= MATERIAL SHOWN =
________________________
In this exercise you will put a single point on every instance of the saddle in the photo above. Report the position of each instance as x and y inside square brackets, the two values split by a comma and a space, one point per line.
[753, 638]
________________________
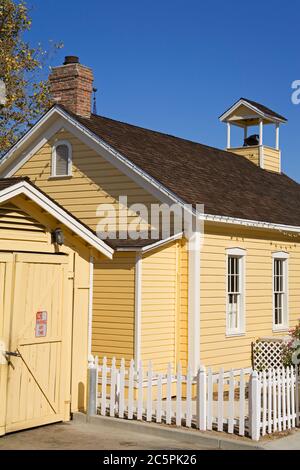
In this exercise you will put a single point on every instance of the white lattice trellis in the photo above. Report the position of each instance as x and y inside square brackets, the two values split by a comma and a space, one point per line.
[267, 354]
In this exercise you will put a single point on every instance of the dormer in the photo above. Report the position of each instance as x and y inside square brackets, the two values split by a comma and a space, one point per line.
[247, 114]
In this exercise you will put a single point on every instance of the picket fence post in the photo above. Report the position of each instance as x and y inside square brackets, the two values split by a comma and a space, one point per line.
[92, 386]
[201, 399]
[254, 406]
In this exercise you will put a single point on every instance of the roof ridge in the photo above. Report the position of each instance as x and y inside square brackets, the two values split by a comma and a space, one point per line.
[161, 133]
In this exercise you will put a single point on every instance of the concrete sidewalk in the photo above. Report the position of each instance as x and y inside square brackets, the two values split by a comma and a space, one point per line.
________________________
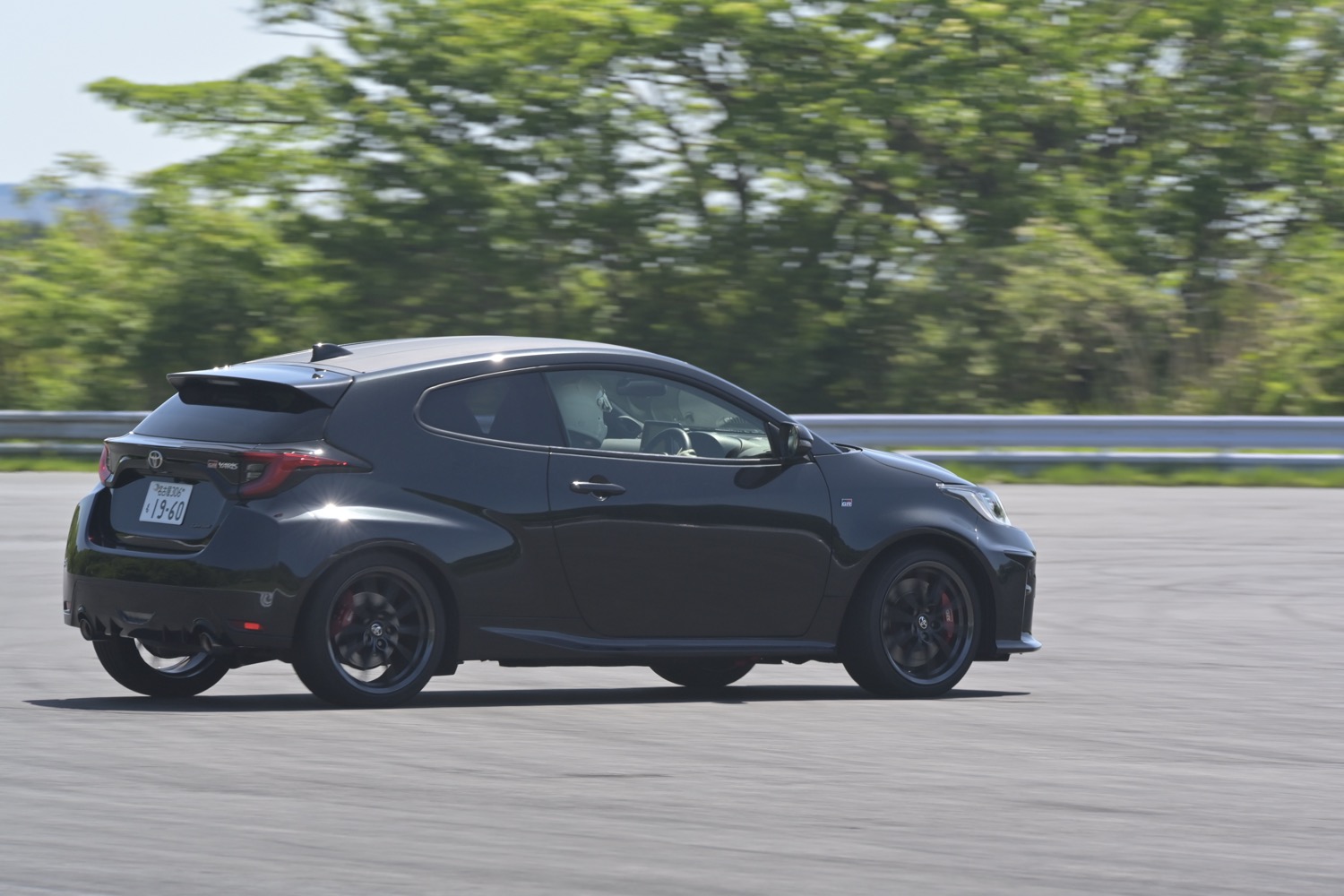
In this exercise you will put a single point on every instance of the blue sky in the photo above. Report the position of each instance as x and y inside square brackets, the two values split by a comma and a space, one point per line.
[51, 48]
________________________
Print, from the entries above, the line with "of the dormer", the line with "of the concrete" and all lines between them, exactly and with nothing else.

In this exercise you will put a single point on every instance of the dormer in the photo above. Report the position of each instance as x and y inside square brackets, the two values split by a comma and a space, one point per line.
[247, 114]
In this exercise you will put a single point on every instance of the picket fence post in the photo above. Report the position of each instance as x and y inside square brackets, the two values split by a comma and a space, one point per line.
[92, 386]
[201, 399]
[254, 406]
In this exercise you will put a single point on every instance of the roof ridge in the photo above. Report the position of each instance as x and y inside square brackets, the two values split by a comma and a space, one point per line.
[161, 133]
In this exercise you will put a single point on every instance of the concrete sidewalk in the photo above. Report the position of each instance as x and y inside square brackets, the two values split by a comma and a space, one point per line.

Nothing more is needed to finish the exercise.